* INSTRUCTIONS TO FOLLOW
Retype the records from the line with "Please segment every instance of the man." up to and including the line with "[[[241,138],[267,138],[267,121],[241,120],[240,136]]]", leaving out any pictures.

* MATERIAL
********

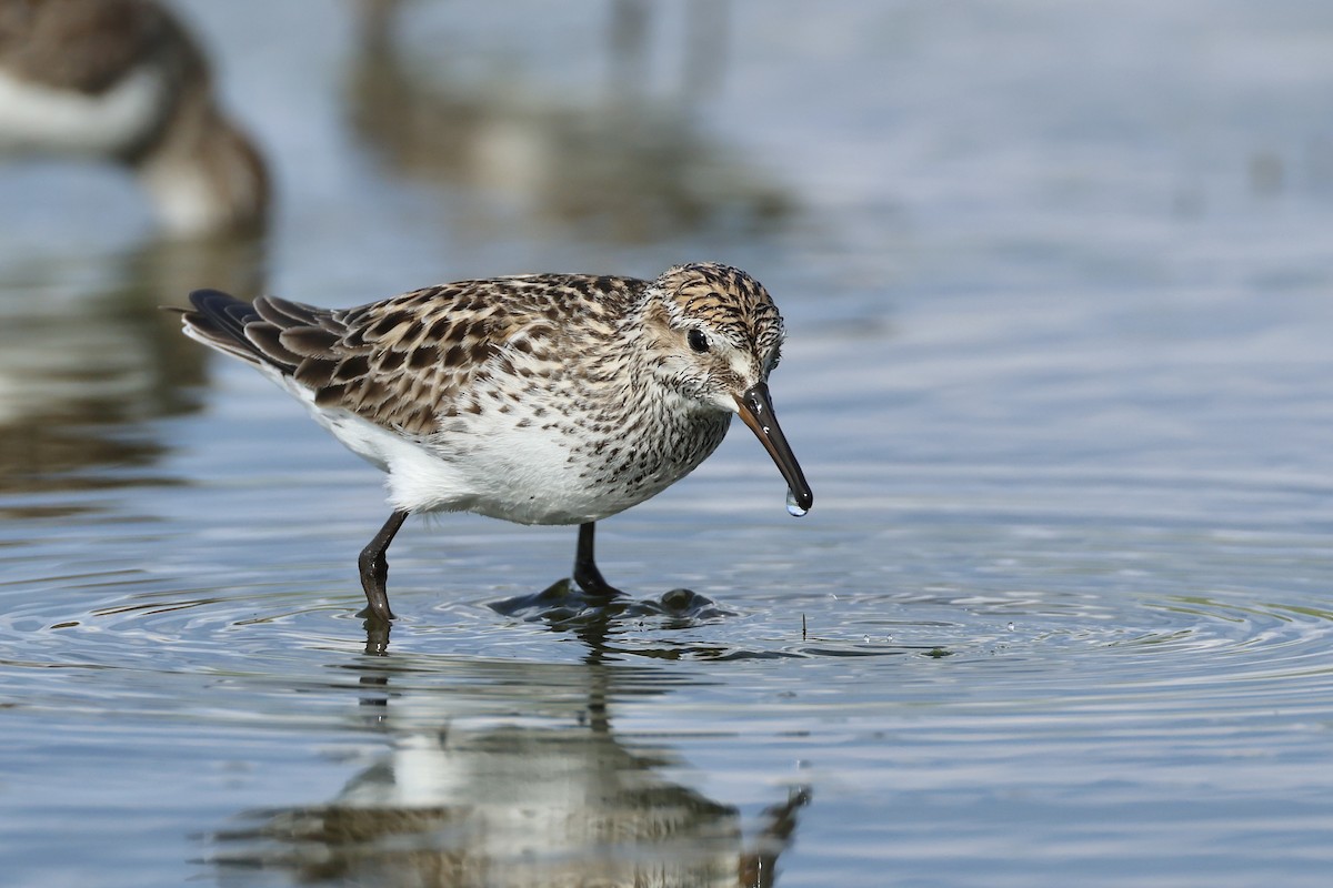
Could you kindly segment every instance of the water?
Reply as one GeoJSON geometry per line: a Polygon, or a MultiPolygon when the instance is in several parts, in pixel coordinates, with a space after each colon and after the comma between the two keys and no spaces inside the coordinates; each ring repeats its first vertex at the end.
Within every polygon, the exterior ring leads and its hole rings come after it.
{"type": "Polygon", "coordinates": [[[7,884],[1322,885],[1326,4],[492,5],[187,4],[259,248],[0,169],[7,884]],[[156,309],[685,258],[782,308],[818,502],[737,427],[600,525],[608,620],[455,515],[368,636],[377,474],[156,309]]]}

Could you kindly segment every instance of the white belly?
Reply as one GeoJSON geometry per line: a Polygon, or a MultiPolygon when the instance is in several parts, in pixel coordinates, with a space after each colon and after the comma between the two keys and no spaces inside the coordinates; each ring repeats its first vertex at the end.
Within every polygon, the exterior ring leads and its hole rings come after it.
{"type": "Polygon", "coordinates": [[[167,84],[148,67],[100,95],[53,89],[0,71],[0,148],[113,156],[149,132],[167,84]]]}

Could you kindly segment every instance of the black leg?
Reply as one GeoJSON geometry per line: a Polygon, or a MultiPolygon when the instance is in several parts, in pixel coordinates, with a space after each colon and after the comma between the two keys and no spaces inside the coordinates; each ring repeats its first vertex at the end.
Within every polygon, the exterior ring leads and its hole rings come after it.
{"type": "Polygon", "coordinates": [[[597,570],[597,560],[593,558],[593,531],[596,527],[597,522],[592,521],[587,525],[579,525],[579,549],[575,551],[575,582],[589,595],[617,598],[624,592],[603,578],[601,571],[597,570]]]}
{"type": "Polygon", "coordinates": [[[384,553],[389,549],[395,534],[399,533],[399,527],[407,519],[408,514],[405,511],[395,511],[389,515],[389,519],[384,522],[384,527],[380,527],[380,533],[361,550],[361,556],[356,559],[357,567],[361,568],[361,588],[365,590],[365,600],[368,602],[365,610],[357,614],[357,616],[383,623],[393,619],[393,612],[389,611],[389,592],[384,587],[384,582],[389,576],[389,559],[385,558],[384,553]]]}

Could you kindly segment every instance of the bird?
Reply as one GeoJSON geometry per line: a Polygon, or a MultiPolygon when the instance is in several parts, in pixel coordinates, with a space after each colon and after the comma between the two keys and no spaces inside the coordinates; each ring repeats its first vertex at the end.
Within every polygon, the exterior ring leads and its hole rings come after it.
{"type": "Polygon", "coordinates": [[[265,228],[264,160],[152,0],[0,0],[0,149],[127,166],[171,236],[265,228]]]}
{"type": "Polygon", "coordinates": [[[388,473],[392,514],[357,560],[359,615],[376,623],[395,619],[389,543],[423,513],[577,525],[575,582],[620,596],[596,522],[688,475],[733,415],[786,482],[788,511],[813,503],[768,390],[782,317],[729,265],[467,280],[351,309],[207,289],[189,304],[185,335],[263,371],[388,473]]]}

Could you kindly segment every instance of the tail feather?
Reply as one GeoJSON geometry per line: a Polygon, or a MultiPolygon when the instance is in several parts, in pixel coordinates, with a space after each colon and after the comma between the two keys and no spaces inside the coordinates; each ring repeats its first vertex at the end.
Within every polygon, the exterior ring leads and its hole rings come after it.
{"type": "Polygon", "coordinates": [[[195,290],[189,302],[195,309],[181,316],[185,335],[255,366],[268,362],[245,335],[245,325],[260,320],[253,305],[219,290],[195,290]]]}

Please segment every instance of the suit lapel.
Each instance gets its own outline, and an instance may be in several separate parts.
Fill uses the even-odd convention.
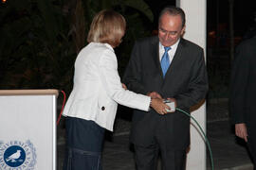
[[[159,39],[158,37],[154,39],[152,42],[152,57],[154,60],[154,63],[155,64],[155,68],[163,77],[162,68],[159,60]]]

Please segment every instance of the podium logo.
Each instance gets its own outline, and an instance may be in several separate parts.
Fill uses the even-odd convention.
[[[33,170],[36,164],[36,150],[29,140],[26,143],[0,141],[0,169]]]

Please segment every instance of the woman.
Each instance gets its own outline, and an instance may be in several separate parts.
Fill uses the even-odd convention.
[[[137,94],[122,88],[114,52],[125,32],[124,18],[102,10],[93,19],[89,44],[75,62],[74,87],[65,105],[67,154],[64,169],[101,169],[105,129],[113,130],[118,103],[142,110],[151,106],[166,113],[161,99]]]

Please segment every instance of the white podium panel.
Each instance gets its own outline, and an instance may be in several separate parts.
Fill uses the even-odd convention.
[[[57,90],[0,91],[0,169],[56,169]]]

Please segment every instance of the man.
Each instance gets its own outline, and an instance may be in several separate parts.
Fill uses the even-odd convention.
[[[241,42],[235,52],[230,82],[230,116],[236,136],[244,139],[256,170],[256,36]]]
[[[189,112],[192,106],[204,99],[208,80],[204,51],[182,39],[184,31],[184,11],[165,8],[159,16],[158,36],[136,42],[123,82],[134,92],[170,98]],[[184,170],[190,118],[179,111],[159,116],[153,110],[136,110],[131,142],[137,170],[156,169],[159,152],[163,170]]]

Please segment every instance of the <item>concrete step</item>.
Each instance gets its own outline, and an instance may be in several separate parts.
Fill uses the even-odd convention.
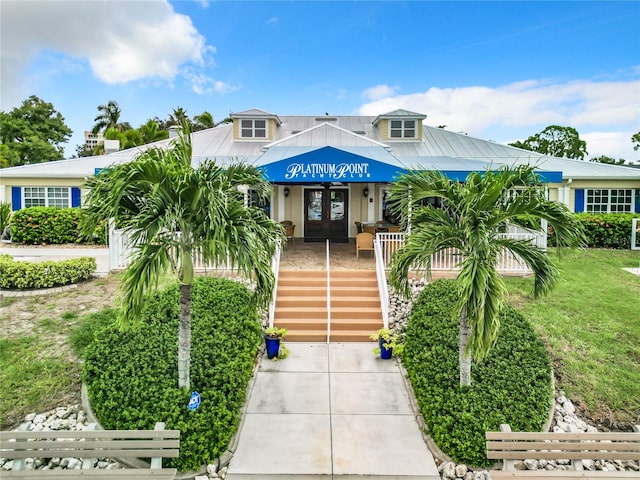
[[[336,307],[358,307],[358,308],[380,308],[380,298],[378,296],[347,297],[331,296],[331,308]]]
[[[375,318],[382,320],[382,309],[380,307],[332,307],[331,318]]]
[[[324,318],[327,319],[327,307],[276,307],[275,323],[283,318]]]
[[[322,285],[278,285],[278,297],[281,296],[326,296],[327,288]]]
[[[375,318],[332,318],[331,331],[355,330],[367,333],[367,338],[372,333],[382,328],[382,319]]]
[[[378,302],[380,304],[380,302]],[[326,296],[279,295],[276,297],[276,309],[280,307],[320,307],[326,310]]]

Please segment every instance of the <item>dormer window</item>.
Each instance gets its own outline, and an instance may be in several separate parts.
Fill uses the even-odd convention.
[[[416,138],[415,120],[391,120],[389,138]]]
[[[241,138],[267,138],[267,121],[241,120],[240,136]]]

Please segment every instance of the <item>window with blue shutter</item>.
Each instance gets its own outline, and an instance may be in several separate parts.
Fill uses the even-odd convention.
[[[11,210],[20,210],[22,208],[22,189],[20,187],[11,187]]]
[[[573,211],[576,213],[584,212],[584,189],[576,188],[575,192],[576,192],[576,201],[575,201],[575,207]]]
[[[79,207],[81,203],[80,189],[78,187],[71,187],[71,206]]]

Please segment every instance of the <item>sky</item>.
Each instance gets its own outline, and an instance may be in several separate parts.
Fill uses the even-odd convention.
[[[84,143],[115,100],[139,127],[378,115],[508,143],[571,126],[588,157],[640,161],[638,1],[0,0],[0,109],[50,102]]]

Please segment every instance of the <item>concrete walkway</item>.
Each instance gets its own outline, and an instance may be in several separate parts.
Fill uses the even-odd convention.
[[[228,480],[439,480],[395,360],[372,343],[287,343],[263,357]]]

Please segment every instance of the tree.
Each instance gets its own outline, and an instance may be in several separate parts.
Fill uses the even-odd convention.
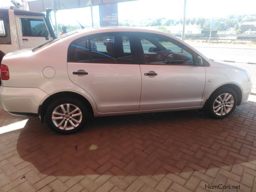
[[[171,34],[171,31],[168,30],[166,27],[165,27],[163,26],[159,26],[159,27],[158,27],[156,28],[156,29],[157,30],[161,31],[163,31],[163,32],[166,33]]]
[[[205,25],[202,28],[202,30],[205,31],[210,31],[211,30],[211,27],[210,26]]]
[[[199,25],[201,28],[203,28],[204,26],[204,24],[205,21],[205,20],[204,18],[201,17],[198,18],[196,20],[196,25]]]
[[[151,22],[148,23],[147,26],[160,26],[162,25],[161,20],[162,19],[157,19]]]
[[[165,26],[170,26],[172,25],[172,20],[171,19],[168,19],[164,23],[164,25]]]
[[[214,30],[215,31],[222,31],[222,28],[220,25],[218,25],[215,28]]]
[[[236,34],[242,34],[243,33],[241,29],[238,29],[235,31],[235,32]]]

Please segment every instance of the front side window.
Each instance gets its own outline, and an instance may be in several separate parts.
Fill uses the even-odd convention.
[[[6,35],[5,29],[4,28],[4,19],[0,18],[0,36],[5,36]]]
[[[193,65],[193,52],[168,37],[152,34],[140,36],[146,64]]]
[[[104,34],[80,38],[69,45],[68,61],[133,63],[130,42],[130,35],[122,33]]]
[[[42,19],[21,18],[23,36],[44,37],[47,29]]]

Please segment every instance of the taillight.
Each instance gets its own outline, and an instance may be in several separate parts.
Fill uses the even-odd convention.
[[[1,64],[1,79],[2,80],[8,80],[10,78],[9,69],[7,65]]]

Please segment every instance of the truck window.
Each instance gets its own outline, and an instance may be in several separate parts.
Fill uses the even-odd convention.
[[[6,33],[4,28],[4,20],[2,18],[0,18],[0,36],[5,36],[5,35]]]
[[[21,18],[23,36],[44,37],[47,29],[42,19]]]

********

* ANSWER TO THE TASK
Please segment every instance of the man.
Each instance gets its own outline, and an instance may be in several separate parts.
Fill uses the even-odd convention.
[[[241,42],[235,52],[230,82],[230,116],[236,136],[244,139],[256,170],[256,36]]]
[[[189,112],[192,106],[204,99],[208,80],[204,51],[182,39],[184,31],[184,11],[165,8],[159,16],[158,36],[136,42],[123,82],[134,92],[170,98]],[[184,170],[190,118],[179,111],[159,116],[153,110],[136,110],[131,142],[137,170],[156,169],[159,152],[163,170]]]

Please segment every instance of the <item>concrete step</item>.
Each instance gets its own outline, and an instance may be in several separate parts.
Fill uses the even-odd convention.
[[[336,307],[358,307],[358,308],[380,308],[380,298],[378,296],[347,297],[331,296],[331,308]]]
[[[375,318],[382,320],[382,309],[380,307],[332,307],[331,318]]]
[[[324,318],[327,319],[327,307],[276,307],[275,323],[283,318]]]
[[[322,285],[278,285],[278,297],[281,296],[326,296],[327,288]]]
[[[375,318],[332,318],[331,331],[355,330],[367,333],[367,338],[372,333],[382,328],[382,319]]]
[[[378,302],[380,304],[380,302]],[[326,296],[279,295],[276,297],[276,309],[280,307],[320,307],[326,310]]]

Please segment every instance of the <item>dormer window</item>.
Each instance gets its own outline, and an instance may be in several separate parts.
Fill uses the even-odd convention.
[[[416,138],[415,120],[391,120],[389,138]]]
[[[241,138],[267,138],[267,121],[241,120],[240,136]]]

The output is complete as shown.